__TASKS FOR THIS EXERCISE__.
• 1. In the article on Warhol's painting Gun, rewrite the text between "By Aurora Garrison" and "now, is controversial.", inclusive, putting "attack" in place of "shooting".
• 2. According to the article on Warhol's painting Gun, on what date was Warhol shot?

__PAGE EXTRACT__.
┌──

“They brought me back from dead”: The Death of Pop Art’s Age of Innocence Depicted in Andy Warhol's Painting, Gun

Revolver Gallery
Jan 11, 2018 5:58PM

By Aurora Garrison

Warhol's Gun (1980-81), owned by The Revolver Gallery, singularly depicts the new and evolving artistic themes in the aftermath of Warhol's June 3, 1968 shooting and arduous recovery from his life-threatening wounds and the turmoil and violence of America in 1968.

Andy Warhol (1928 – 1987), Gun, 1981-82, Revolver Gallery, Santa Monica, California.

“For days I wasn’t sure if I was really alive or not,” Warhol said after the shooting.

Andy Warhol ushered in the Pop Art movement, an era of artistic innocence and innovation. He began in New York in the Sixties with his hip, iconic, indelible renderings. His work, then and now, is controversial.

He defines his Sixties’ avante-garde and Warholian vision of art as, "Pop Art is a way of liking things.”

└──

__ENTRIES SHOWN__.
┌──

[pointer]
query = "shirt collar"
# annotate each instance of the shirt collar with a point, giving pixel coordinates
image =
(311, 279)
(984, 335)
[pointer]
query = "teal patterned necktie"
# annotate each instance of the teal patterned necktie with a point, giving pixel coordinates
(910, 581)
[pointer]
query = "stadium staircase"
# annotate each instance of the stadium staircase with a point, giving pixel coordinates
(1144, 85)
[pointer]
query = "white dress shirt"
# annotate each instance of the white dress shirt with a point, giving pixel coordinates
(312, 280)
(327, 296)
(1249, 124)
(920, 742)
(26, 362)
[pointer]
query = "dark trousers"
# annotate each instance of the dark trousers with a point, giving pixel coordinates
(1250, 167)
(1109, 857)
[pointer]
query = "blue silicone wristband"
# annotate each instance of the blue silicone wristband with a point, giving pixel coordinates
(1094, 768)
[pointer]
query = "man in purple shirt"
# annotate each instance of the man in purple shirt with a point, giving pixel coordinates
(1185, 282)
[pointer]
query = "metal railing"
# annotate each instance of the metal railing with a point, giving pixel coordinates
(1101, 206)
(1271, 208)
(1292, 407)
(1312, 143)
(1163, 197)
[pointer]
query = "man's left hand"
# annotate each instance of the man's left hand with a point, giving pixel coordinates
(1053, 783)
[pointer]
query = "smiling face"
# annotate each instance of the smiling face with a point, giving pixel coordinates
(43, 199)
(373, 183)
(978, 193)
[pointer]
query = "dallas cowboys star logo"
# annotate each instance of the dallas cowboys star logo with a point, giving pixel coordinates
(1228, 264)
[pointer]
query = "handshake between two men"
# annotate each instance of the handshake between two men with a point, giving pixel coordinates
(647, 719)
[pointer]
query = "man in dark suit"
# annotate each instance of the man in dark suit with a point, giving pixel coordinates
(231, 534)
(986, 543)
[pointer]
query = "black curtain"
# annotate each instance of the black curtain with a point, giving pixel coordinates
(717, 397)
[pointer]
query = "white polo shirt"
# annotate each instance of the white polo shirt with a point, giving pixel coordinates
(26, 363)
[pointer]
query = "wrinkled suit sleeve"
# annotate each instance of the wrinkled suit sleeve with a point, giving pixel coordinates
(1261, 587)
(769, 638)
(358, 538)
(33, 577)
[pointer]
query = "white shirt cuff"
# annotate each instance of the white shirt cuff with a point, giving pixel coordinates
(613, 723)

└──

__ANSWERS PER TASK__.
• 1.
By Aurora Garrison

Warhol's Gun (1980-81), owned by The Revolver Gallery, singularly depicts the new and evolving artistic themes in the aftermath of Warhol's June 3, 1968 attack and arduous recovery from his life-threatening wounds and the turmoil and violence of America in 1968.

Andy Warhol (1928 – 1987), Gun, 1981-82, Revolver Gallery, Santa Monica, California.

“For days I wasn’t sure if I was really alive or not,” Warhol said after the attack.

Andy Warhol ushered in the Pop Art movement, an era of artistic innocence and innovation. He began in New York in the Sixties with his hip, iconic, indelible renderings. His work, then and now, is controversial.

• 2. June 3, 1968.